** INSTRUCTIONS **
[a] In the passage about a new kind of society, what can developers of technology prioritize?
[b] Please list each group of people that the passage about a new kind of society names as able to help bring these ideas into the exterior.
[c] Extend the passage about a new kind of society, starting after its final sentence.

** DOCUMENT SECTION **
************

This is where it gets terrifically exciting, because we have never experienced this type of society before. It will be something genuinely new. All the old arguments that “we can’t accomplish that because…” no longer apply. We’ll know we’re on the right track because it will feel better for all of us, and it will seemingly “want” to come about with its own momentum. What untapped human potential might then emerge?

I see many ways this can translate into the exterior (or, “the real world” as some would think of it). For instance, anyone in the education system has a lot of power here. Any of us can talk to our politicians and the people in our lives about these ideas, and encourage some greater clarity of the interior. Business owners with successful companies obviously have a huge opportunity to make positive change if they are so inclined. Developers of technology can prioritize things that liberate people and unclog their lives, rather than ensnare them. In regards to supporting young people’s sense of possibility, a lot of great work is already being done here. There’s always room for more.

************

** DATA EXTRACTS **
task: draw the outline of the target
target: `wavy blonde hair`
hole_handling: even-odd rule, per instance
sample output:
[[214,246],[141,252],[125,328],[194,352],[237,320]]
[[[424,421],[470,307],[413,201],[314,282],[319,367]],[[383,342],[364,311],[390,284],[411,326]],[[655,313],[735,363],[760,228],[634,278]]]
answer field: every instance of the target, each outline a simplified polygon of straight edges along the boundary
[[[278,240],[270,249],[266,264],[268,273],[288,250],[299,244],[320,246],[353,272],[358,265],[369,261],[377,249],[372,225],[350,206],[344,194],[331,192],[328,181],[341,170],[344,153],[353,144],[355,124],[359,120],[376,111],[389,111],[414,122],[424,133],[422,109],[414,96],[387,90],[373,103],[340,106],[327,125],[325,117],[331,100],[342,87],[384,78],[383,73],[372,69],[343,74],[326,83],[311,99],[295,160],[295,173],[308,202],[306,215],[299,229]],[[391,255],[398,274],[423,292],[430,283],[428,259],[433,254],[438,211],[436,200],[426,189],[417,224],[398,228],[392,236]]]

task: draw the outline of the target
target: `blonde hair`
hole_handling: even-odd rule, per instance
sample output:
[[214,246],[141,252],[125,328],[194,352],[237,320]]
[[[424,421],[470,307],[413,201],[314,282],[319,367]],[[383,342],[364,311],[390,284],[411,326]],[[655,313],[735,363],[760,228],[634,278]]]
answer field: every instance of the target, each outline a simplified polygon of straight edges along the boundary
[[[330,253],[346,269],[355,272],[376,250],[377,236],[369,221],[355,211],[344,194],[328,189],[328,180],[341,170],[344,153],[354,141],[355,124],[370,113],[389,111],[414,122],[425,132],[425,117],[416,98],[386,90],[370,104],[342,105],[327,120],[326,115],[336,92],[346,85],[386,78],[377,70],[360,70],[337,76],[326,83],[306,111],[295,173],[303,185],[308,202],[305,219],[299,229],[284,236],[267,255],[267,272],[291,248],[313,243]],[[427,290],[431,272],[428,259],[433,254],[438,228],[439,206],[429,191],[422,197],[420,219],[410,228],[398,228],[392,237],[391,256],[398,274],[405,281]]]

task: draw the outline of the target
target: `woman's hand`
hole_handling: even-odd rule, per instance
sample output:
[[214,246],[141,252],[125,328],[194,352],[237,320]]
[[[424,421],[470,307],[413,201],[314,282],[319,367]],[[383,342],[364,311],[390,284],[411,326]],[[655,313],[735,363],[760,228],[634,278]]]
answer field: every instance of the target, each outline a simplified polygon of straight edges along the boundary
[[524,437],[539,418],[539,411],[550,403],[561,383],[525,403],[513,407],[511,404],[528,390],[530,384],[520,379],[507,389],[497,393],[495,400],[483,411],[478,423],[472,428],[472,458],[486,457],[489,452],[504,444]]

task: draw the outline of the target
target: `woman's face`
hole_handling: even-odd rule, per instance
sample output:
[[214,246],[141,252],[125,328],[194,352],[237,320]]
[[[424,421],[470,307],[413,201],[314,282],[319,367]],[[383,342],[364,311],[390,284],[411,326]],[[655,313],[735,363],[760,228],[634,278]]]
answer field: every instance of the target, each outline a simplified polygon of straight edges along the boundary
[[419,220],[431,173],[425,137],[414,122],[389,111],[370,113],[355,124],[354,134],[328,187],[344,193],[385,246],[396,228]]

************

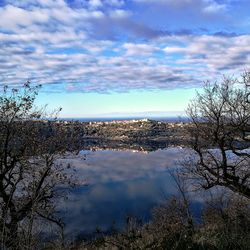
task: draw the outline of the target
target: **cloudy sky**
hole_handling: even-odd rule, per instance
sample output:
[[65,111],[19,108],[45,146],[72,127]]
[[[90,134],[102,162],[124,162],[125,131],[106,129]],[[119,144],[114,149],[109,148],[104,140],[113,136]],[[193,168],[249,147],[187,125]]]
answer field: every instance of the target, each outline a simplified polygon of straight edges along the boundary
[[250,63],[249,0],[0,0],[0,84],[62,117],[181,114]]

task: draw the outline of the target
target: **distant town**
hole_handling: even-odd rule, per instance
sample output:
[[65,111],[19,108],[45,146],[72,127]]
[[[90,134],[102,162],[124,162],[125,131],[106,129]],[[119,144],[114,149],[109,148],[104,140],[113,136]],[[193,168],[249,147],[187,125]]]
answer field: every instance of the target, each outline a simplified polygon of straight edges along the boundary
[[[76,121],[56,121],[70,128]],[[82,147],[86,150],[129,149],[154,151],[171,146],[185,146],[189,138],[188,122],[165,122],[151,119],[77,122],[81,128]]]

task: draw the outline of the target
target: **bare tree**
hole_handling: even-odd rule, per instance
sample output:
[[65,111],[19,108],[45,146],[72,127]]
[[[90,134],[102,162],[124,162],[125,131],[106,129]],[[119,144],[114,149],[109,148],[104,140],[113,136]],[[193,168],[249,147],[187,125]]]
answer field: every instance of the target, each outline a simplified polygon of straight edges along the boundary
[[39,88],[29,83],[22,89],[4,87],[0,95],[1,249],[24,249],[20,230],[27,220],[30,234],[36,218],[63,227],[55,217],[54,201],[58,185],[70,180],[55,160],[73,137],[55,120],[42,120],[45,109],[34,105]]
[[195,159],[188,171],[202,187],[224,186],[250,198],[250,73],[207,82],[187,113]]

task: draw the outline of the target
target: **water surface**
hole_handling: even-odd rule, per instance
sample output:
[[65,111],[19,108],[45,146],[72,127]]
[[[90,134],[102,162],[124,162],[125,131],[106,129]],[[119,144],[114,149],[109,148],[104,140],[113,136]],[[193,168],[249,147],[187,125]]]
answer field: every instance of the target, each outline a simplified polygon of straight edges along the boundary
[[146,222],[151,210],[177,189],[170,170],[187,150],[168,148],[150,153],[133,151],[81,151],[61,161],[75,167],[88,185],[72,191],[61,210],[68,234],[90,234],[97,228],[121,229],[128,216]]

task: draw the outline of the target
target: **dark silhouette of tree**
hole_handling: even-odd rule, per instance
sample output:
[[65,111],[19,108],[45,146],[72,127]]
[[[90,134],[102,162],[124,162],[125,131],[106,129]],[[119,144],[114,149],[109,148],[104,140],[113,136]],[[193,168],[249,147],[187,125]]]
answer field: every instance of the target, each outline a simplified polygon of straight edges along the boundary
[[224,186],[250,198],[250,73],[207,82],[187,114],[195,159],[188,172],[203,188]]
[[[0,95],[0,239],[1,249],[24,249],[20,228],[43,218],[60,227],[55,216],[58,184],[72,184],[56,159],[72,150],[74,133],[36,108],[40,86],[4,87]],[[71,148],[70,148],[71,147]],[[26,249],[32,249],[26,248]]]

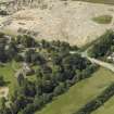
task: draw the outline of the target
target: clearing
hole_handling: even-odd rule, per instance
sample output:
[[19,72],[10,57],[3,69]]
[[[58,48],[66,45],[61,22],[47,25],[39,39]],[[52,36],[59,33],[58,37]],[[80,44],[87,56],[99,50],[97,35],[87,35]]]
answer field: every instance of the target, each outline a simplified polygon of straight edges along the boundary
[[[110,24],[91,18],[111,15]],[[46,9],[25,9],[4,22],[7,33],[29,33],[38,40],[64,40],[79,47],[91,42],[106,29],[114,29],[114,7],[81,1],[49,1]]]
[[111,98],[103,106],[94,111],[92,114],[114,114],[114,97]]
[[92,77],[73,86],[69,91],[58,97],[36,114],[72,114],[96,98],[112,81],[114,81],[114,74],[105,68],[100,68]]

************

** RESPONSES TO THE EXERCISE **
[a] Things that liberate people and unclog their lives, rather than ensnare them.

[b]
- Anyone in the education system
- Any of us (by talking to politicians and the people in our lives)
- Business owners with successful companies
- Developers of technology

[c]
In this recipe, there are some important balances that ought to be maintained. The heart connection is key. Say you give a person the time, space, and energy to act on new inspiration, but they are not tuned in to their heart. How might that impact their priorities? They might only pursue some new venture that is designed to make them a lot of money. Say you have an inspired, heart-centered mission that came from one or more individuals, but the collective isn’t also heart-centered. What you end up with is a result that is still stuck in an ego-based environment, which is the kind of result we see all around us. Perhaps it will be a piece of legislation that gets a lot of pushback, or a nonprofit that is doing good important work, but only has the scope to treat symptoms instead of the disease. Perhaps we will elevate a business leader who makes philanthropic donations and pays their employees well, but still spends a lot on advertising messages that damage the human psyche, and perpetuate capitalism in its current harmful form.

Likewise, if people are inspired to look inward and make this positive change happen, but they are all trapped and exhausted working 40 or 50 hours per week doing something that’s meaningless to them in order to make ends meet, not much progress will be made. We can’t force our political and business leaders to stop being greedy, and to stop hoarding all the available resources we could otherwise be using to bring about a better future for everyone. But we can build a society, starting with each person, that doesn’t elevate greed in the first place. This is why connecting with the interior (in addition to, not instead of, the exterior) matters so much. It creates change that behaves like evolution, lifts humanity up while following the path of least resistance, and literally makes life better for every person on Earth.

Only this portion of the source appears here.